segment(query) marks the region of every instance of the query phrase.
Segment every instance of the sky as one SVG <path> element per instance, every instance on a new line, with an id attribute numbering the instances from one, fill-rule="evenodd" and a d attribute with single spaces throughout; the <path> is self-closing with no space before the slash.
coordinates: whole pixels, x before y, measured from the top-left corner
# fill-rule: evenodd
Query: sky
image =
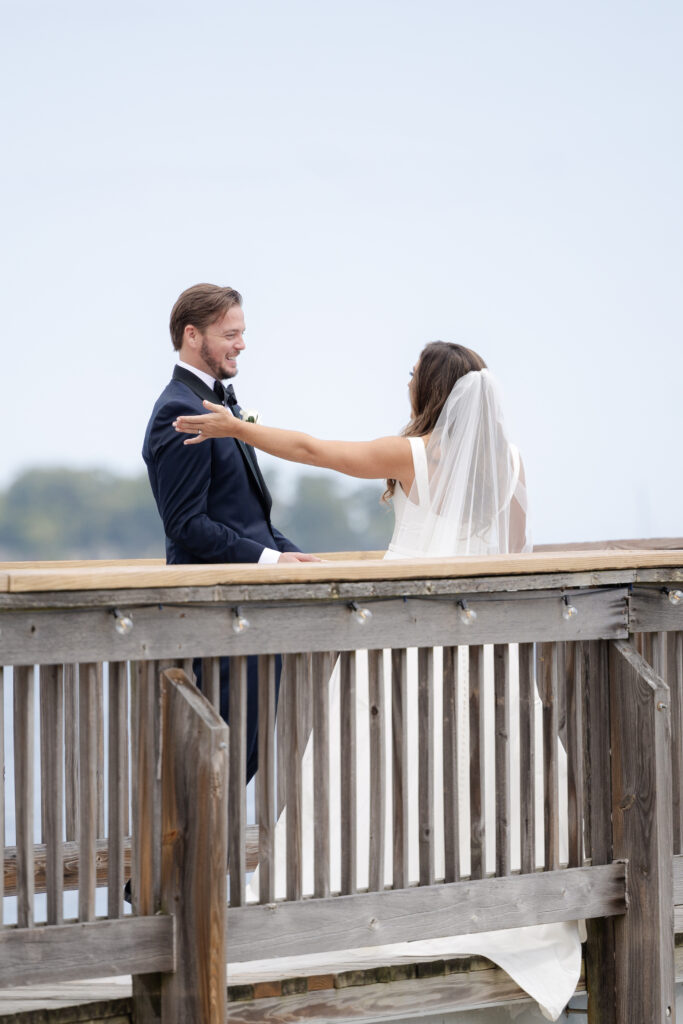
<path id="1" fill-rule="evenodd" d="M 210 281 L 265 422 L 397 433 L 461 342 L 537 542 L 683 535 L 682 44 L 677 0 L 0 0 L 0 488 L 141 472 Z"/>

* * *

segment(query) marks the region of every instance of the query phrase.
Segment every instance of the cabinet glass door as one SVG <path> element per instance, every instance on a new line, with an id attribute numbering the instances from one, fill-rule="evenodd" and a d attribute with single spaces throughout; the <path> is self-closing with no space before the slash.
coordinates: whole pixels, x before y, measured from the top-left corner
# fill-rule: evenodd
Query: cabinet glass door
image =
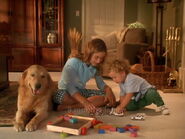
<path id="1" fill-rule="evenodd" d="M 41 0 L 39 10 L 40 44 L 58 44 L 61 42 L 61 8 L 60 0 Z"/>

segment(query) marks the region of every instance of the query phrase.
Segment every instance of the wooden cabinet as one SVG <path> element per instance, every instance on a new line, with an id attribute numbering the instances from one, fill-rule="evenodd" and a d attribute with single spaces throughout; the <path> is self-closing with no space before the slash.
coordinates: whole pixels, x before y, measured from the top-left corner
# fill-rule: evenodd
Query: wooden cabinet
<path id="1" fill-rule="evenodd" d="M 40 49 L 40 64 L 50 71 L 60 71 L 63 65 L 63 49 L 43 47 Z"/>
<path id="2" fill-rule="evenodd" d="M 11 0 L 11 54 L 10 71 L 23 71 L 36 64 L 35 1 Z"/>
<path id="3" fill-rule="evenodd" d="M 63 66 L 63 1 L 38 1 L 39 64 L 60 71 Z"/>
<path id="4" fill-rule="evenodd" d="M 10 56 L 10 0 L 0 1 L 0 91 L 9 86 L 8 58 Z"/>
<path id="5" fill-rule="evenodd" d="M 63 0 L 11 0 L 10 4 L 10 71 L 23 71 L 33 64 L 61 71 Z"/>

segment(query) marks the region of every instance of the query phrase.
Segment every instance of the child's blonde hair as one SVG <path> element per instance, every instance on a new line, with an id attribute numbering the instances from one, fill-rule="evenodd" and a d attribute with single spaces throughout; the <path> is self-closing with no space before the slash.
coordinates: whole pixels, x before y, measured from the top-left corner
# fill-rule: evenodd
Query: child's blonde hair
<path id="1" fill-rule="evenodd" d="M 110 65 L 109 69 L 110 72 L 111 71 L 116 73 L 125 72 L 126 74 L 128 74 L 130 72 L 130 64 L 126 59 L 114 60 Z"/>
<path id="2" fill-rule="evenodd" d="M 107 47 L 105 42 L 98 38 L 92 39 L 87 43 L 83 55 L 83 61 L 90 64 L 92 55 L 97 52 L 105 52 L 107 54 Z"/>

--

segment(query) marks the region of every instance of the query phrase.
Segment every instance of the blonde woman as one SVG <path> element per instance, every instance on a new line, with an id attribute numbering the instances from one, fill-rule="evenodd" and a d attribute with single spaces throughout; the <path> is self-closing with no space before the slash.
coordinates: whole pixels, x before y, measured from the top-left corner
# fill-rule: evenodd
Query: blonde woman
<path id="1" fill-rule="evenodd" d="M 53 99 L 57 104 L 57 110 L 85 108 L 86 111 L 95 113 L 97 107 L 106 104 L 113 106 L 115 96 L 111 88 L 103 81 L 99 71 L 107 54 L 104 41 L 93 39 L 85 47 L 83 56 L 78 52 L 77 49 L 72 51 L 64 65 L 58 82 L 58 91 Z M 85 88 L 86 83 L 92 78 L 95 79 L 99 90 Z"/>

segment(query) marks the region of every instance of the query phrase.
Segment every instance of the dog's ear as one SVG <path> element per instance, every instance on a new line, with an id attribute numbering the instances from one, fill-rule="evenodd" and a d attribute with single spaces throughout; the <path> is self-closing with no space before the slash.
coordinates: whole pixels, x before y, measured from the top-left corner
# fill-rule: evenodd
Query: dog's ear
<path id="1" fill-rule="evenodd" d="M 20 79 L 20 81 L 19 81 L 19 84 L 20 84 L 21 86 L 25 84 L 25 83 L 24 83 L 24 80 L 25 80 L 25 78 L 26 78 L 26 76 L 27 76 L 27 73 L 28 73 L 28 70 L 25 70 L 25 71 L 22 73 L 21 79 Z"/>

(What you have to do)
Using the material above, work out the number of lines that include "door" and answer with that number by itself.

(Solution to this problem)
2